**Testo fornito:**

►

E’ stato pubblicato lo World Economic Outlook del Fondo Monetario Internazionale che porta la data di aprile sotto il titolo espressivo Too Slow For Too Long (troppo lento per troppo tempo) dove si ammette che le previsioni al ribasso per tutto il mondo, per giunta accompagnate dalla possibilità di un ulteriore peggioramento, richiedono una risposta immediata dai governi.
La Relazione annuale della BCE di Draghi lo ha confermato per l’Europa ancora più indietro degli altri congiuntamente esaminati dal FMI. Quale sia questa risposta è sostanzialmente la stessa che non ha impedito all’economia mondiale di pervenire all’attuale situazione: moneta accomodante, alleggerimento fiscale, maggiori investimenti soprattutto infrastrutturali, riforme strutturali dei mercati, soprattutto di quello del lavoro. Poiché finora questa politica è stata attuata i casi sono due: o non funziona o i governi sono intervenuti in misura insufficiente.

◄

**Compiti:**
**1.** Nel testo sul rapporto del FMI, con quale titolo è uscito il World Economic Outlook di aprile?
**2.** Continua il testo sul rapporto del FMI dopo la sua ultima frase.
Le righe sono materiale a sé, indipendente dal testo.

**Voci della raccolta:**
►

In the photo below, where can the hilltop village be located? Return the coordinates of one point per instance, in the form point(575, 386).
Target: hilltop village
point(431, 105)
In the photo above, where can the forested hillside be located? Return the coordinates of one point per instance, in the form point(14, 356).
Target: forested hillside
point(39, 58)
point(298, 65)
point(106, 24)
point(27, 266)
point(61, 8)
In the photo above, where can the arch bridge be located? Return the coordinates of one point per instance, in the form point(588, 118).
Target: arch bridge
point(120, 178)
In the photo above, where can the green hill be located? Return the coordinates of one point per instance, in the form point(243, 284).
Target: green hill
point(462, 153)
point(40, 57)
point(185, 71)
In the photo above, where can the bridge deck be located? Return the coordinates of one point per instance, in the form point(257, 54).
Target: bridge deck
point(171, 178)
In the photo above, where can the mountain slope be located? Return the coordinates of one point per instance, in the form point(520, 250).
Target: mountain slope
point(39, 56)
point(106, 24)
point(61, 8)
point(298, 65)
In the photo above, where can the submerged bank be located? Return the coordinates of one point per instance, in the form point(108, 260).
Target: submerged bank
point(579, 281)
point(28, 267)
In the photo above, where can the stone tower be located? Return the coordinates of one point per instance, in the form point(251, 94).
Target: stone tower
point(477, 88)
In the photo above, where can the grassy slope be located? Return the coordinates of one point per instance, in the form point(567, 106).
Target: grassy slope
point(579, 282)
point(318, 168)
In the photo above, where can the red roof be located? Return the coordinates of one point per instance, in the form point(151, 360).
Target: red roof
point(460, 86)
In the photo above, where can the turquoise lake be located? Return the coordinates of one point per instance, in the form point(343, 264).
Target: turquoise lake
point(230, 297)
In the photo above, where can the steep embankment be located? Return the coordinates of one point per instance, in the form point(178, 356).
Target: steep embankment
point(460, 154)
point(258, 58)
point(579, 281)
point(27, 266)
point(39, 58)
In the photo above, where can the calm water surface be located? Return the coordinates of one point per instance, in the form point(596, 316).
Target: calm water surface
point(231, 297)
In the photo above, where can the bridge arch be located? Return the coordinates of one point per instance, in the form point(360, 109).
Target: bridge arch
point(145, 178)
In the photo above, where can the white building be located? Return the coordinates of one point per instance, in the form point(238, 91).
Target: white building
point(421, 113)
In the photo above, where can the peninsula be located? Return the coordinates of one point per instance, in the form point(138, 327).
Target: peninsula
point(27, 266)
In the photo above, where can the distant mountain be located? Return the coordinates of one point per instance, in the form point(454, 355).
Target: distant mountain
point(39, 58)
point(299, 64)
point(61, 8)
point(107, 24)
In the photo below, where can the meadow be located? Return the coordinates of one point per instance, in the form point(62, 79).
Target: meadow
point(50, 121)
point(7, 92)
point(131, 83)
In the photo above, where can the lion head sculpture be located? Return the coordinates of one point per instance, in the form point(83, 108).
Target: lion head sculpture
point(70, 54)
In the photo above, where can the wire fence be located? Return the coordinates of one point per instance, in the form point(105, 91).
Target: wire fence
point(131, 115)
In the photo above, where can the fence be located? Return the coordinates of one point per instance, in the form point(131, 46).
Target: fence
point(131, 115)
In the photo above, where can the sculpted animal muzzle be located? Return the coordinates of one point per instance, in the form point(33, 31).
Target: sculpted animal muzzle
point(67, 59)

◄

**Risposte:**
**1.** Too Slow For Too Long (troppo lento per troppo tempo).

**2.**
L’interpretazione ufficiale prevalente, soprattutto in Europa, è la seconda, ma è sempre più evidente che la ragione è la prima. La formula ha qualcosa che non va come tale o perché i governi non riescono ad attuarla per una serie di vincoli sociali ed economici. Roosevelt, che ebbe il coraggio di lanciare il rivoluzionario (per l’epoca) New Deal per superare la Grande Crisi del 1929-31, disse che, quando una politica non funziona, occorre cambiarla, senza chiedersi il motivo. Il fatto che non funzioni basta, senza domandarsi il perché.
Diversità nei regimi di cambio, aggravati dall’irreversibilità di quelli intraeuropei, piena libertà di movimento dei capitali, esplosione della finanza ed eccessi di creazione monetaria a tassi nulli, libera disponibilità delle riserve ufficiali, tutte condizioni contro le quali Keynes si era scagliato con parziale successo nel corso delle trattative dell’Accordo di Bretton Woods, hanno neutralizzato l’efficacia della terapia praticata ed ora riproposta dallo World Economic Outlook.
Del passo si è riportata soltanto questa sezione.